# To-do list
- A) Answer these questions about the DMD passage:
(i) Which line must be added to the build options to enable DMD?
(ii) Which option makes the program run under gdb?
(iii) How many ways to trigger a DMD snapshot does the passage mention?
- B) Rewrite the DMD passage between "Build Firefox with" and "a DMD snapshot.", inclusive, changing "gdb" to "lldb".

# Text passage

****************

Building and Running

Desktop Firefox (Linux)

Build

Build Firefox with these options:

ac_add_options --enable-dmd

If building via try server, modify browser/config/mozconfigs/linux64/common-opt or a similar file before pushing.

Launch

Use mach run --dmd; use --mode to choose the mode. Add --debug to run under gdb.

Trigger

There are three ways to trigger a DMD snapshot.

  1. Visit about:memory and click the DMD button (depending on how old your build is, it might be labelled "Save" or "Analyze reports" or "DMD"). The button won't be present in non-DMD builds, and will be grayed out in DMD builds if DMD isn't enabled at start-up.
  2. If you wish to drigger DMD dumps from within C++ or JavaScript code, you can use nsIMemoryInfoDumper.dumpMemoryToTempDir. For example, from JavaScript code you can do the following.

****************

[Annotated coordinate records]
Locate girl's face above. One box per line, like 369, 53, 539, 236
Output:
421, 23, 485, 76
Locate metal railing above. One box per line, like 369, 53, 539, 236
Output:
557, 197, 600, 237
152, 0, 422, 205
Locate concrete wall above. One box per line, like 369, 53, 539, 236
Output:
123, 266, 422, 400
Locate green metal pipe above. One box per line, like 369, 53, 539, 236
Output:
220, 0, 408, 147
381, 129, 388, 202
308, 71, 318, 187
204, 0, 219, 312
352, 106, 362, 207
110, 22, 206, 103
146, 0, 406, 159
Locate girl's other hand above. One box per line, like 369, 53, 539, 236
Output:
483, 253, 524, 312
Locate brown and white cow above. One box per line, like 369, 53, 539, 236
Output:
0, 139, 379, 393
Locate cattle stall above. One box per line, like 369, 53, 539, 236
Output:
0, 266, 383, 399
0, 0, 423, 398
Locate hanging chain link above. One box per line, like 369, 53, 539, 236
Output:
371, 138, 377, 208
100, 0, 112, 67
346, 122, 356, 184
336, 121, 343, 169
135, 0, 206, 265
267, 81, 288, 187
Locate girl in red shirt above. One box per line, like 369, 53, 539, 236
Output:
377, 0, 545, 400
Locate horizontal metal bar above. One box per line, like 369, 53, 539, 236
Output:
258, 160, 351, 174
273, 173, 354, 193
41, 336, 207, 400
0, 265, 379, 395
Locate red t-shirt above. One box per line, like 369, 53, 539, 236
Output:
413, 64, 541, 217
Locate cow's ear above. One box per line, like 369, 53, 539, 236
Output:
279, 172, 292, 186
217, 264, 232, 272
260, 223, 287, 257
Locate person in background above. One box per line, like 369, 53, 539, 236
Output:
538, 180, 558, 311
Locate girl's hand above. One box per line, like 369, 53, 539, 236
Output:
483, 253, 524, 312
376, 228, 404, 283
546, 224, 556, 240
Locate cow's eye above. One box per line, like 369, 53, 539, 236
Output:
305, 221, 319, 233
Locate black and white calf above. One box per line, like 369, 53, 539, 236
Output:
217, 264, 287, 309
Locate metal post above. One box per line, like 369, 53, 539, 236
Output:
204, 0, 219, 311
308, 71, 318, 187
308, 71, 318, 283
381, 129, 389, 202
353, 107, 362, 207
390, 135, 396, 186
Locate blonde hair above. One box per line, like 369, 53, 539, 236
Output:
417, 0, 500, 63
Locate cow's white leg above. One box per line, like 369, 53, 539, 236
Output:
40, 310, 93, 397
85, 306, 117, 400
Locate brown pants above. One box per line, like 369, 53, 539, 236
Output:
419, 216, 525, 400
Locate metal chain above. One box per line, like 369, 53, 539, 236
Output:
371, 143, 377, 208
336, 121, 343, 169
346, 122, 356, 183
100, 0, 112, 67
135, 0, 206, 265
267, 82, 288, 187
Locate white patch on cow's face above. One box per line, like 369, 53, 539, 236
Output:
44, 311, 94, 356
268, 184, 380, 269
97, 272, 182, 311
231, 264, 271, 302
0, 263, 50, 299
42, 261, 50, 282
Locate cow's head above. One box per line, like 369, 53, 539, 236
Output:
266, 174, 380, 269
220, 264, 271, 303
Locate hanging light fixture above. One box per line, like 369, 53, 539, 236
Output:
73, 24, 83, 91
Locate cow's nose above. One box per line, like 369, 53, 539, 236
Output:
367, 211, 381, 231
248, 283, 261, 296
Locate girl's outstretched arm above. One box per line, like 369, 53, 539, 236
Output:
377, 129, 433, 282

****************

# Answer set
- A)
(i) ac_add_options --enable-dmd
(ii) --debug
(iii) Three

- B)
Build Firefox with these options:

ac_add_options --enable-dmd

If building via try server, modify browser/config/mozconfigs/linux64/common-opt or a similar file before pushing.

Launch

Use mach run --dmd; use --mode to choose the mode. Add --debug to run under lldb.

Trigger

There are three ways to trigger a DMD snapshot.